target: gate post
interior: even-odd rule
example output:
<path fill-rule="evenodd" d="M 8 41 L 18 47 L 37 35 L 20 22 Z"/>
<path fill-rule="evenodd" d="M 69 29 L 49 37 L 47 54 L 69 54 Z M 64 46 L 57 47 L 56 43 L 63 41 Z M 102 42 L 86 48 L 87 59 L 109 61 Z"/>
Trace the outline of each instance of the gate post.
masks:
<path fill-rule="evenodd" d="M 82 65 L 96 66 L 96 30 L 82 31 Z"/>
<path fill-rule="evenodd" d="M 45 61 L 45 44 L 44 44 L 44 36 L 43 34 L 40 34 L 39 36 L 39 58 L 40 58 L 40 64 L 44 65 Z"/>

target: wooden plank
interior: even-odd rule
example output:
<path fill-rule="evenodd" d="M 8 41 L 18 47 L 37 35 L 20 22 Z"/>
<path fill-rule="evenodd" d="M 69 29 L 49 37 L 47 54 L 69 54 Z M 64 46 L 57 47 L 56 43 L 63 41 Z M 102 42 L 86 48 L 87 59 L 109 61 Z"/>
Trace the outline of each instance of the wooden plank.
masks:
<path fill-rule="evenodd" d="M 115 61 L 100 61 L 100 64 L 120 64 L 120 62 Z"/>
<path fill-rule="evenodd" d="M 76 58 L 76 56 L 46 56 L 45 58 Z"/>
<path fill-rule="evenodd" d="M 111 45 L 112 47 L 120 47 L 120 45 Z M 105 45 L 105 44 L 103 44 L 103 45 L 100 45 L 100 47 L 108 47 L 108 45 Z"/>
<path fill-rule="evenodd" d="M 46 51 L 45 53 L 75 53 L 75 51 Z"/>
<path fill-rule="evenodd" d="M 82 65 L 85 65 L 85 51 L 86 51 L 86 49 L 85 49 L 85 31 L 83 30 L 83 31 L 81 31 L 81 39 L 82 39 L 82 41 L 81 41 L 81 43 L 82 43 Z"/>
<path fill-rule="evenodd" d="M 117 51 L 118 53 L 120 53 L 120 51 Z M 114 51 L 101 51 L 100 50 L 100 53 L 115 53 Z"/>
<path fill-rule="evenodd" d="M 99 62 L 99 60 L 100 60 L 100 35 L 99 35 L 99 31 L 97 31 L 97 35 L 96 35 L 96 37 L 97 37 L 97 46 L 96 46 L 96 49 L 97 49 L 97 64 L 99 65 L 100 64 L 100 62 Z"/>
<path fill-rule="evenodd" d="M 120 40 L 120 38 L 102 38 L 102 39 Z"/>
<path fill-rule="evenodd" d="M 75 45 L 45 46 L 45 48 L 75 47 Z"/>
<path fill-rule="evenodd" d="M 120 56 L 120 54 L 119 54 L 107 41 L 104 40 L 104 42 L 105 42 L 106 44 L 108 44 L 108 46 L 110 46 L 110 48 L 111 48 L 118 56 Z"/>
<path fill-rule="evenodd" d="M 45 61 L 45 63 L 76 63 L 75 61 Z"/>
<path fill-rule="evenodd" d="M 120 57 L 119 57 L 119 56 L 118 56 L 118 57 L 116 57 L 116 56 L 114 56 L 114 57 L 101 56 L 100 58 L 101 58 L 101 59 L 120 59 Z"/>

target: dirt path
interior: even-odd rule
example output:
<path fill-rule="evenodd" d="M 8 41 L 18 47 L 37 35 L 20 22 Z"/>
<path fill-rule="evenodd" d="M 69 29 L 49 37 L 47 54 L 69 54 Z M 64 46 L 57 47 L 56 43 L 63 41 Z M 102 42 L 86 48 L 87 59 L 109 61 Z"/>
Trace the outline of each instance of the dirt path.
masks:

+ + + +

Express every line of the records above as a single numbered list, with the blank lines omitted.

» Expected answer:
1. target: gate post
2. interior: even-odd rule
3. example output:
4. <path fill-rule="evenodd" d="M 8 41 L 18 47 L 37 35 L 20 22 Z"/>
5. <path fill-rule="evenodd" d="M 69 29 L 49 37 L 47 54 L 69 54 Z M 64 46 L 57 47 L 56 43 L 63 41 Z M 102 42 L 86 48 L 87 59 L 109 61 Z"/>
6. Trace the outline of each instance of the gate post.
7. masks:
8. <path fill-rule="evenodd" d="M 82 65 L 96 66 L 96 30 L 82 31 Z"/>
9. <path fill-rule="evenodd" d="M 45 61 L 45 44 L 44 44 L 44 36 L 43 34 L 40 34 L 39 36 L 39 58 L 40 58 L 40 64 L 44 65 Z"/>
10. target: wooden plank
11. interior: even-odd rule
12. example output:
13. <path fill-rule="evenodd" d="M 8 41 L 18 47 L 37 35 L 20 22 Z"/>
14. <path fill-rule="evenodd" d="M 69 29 L 49 37 L 47 54 L 69 54 Z M 64 46 L 57 47 L 56 43 L 63 41 Z M 102 42 L 86 48 L 87 59 L 109 61 Z"/>
15. Trace the outline of each instance of the wooden plank.
16. masks:
17. <path fill-rule="evenodd" d="M 115 61 L 100 61 L 100 64 L 120 64 L 120 62 Z"/>
18. <path fill-rule="evenodd" d="M 76 58 L 76 56 L 46 56 L 45 58 Z"/>
19. <path fill-rule="evenodd" d="M 111 45 L 112 47 L 120 47 L 120 45 Z M 105 45 L 105 44 L 103 44 L 103 45 L 100 45 L 100 47 L 108 47 L 108 45 Z"/>
20. <path fill-rule="evenodd" d="M 46 51 L 45 53 L 75 53 L 75 51 Z"/>
21. <path fill-rule="evenodd" d="M 82 65 L 85 65 L 85 51 L 86 51 L 86 49 L 85 49 L 85 31 L 83 30 L 83 31 L 81 31 L 81 39 L 82 39 L 82 41 L 81 41 L 81 43 L 82 43 Z"/>
22. <path fill-rule="evenodd" d="M 117 51 L 118 53 L 120 53 L 120 51 Z M 114 51 L 101 51 L 100 50 L 100 53 L 115 53 Z"/>
23. <path fill-rule="evenodd" d="M 99 62 L 99 60 L 100 60 L 100 35 L 99 35 L 99 31 L 97 31 L 97 35 L 96 35 L 96 37 L 97 37 L 97 46 L 96 46 L 96 49 L 97 49 L 97 64 L 99 65 L 100 64 L 100 62 Z"/>
24. <path fill-rule="evenodd" d="M 120 40 L 120 38 L 102 38 L 102 39 Z"/>
25. <path fill-rule="evenodd" d="M 75 45 L 45 46 L 45 48 L 75 47 Z"/>
26. <path fill-rule="evenodd" d="M 120 56 L 120 54 L 119 54 L 107 41 L 104 40 L 104 42 L 105 42 L 106 44 L 108 44 L 108 46 L 110 46 L 110 48 L 111 48 L 118 56 Z"/>
27. <path fill-rule="evenodd" d="M 45 61 L 45 63 L 76 63 L 75 61 Z"/>
28. <path fill-rule="evenodd" d="M 120 57 L 119 57 L 119 56 L 118 56 L 118 57 L 116 57 L 116 56 L 114 56 L 114 57 L 101 56 L 100 58 L 101 58 L 101 59 L 120 59 Z"/>
29. target: dirt path
30. interior: even-odd rule
31. example output:
32. <path fill-rule="evenodd" d="M 8 41 L 18 47 L 37 35 L 20 22 Z"/>
33. <path fill-rule="evenodd" d="M 69 29 L 49 37 L 47 54 L 69 54 Z M 64 46 L 57 47 L 56 43 L 63 41 Z M 102 42 L 86 48 L 87 59 L 109 61 Z"/>
34. Trace the outline of each instance of the dirt path.
35. masks:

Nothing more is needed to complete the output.